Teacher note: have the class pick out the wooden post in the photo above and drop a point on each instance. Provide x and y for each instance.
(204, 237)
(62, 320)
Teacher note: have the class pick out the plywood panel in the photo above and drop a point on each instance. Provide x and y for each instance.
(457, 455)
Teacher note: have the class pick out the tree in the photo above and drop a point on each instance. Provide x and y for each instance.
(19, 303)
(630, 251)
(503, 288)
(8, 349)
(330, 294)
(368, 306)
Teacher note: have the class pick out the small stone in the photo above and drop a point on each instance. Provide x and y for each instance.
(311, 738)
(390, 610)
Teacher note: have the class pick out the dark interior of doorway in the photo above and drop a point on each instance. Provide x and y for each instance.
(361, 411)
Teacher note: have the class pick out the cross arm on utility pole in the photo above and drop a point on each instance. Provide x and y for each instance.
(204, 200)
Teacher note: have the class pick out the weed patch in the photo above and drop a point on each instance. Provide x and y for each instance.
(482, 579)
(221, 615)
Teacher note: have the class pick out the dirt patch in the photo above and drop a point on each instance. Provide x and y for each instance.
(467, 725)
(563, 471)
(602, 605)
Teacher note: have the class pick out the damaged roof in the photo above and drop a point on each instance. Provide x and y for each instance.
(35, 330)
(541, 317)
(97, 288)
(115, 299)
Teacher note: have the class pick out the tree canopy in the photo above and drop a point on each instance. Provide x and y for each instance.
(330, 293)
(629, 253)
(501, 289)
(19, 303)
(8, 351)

++++++

All lines from the one with "Teacher note: have the class pick out the dirt" to the end of the material above should be copied exactly, both ends included, and nothing else.

▸ **Exercise output**
Teacher note: have the class pick out the dirt patch in the photo above and drop a point on each instance. Provide x and y for each instance.
(467, 725)
(563, 471)
(602, 605)
Teacher note: have the class pick out the damaged roof in the photo above and drop a point on each instance. Provide x and y for each instance.
(35, 330)
(541, 317)
(97, 288)
(115, 299)
Teacher note: have the class pick out the tree canopy in the photo above and drop a point on each instance. Provide x and y for each instance.
(330, 293)
(629, 253)
(501, 289)
(19, 303)
(8, 351)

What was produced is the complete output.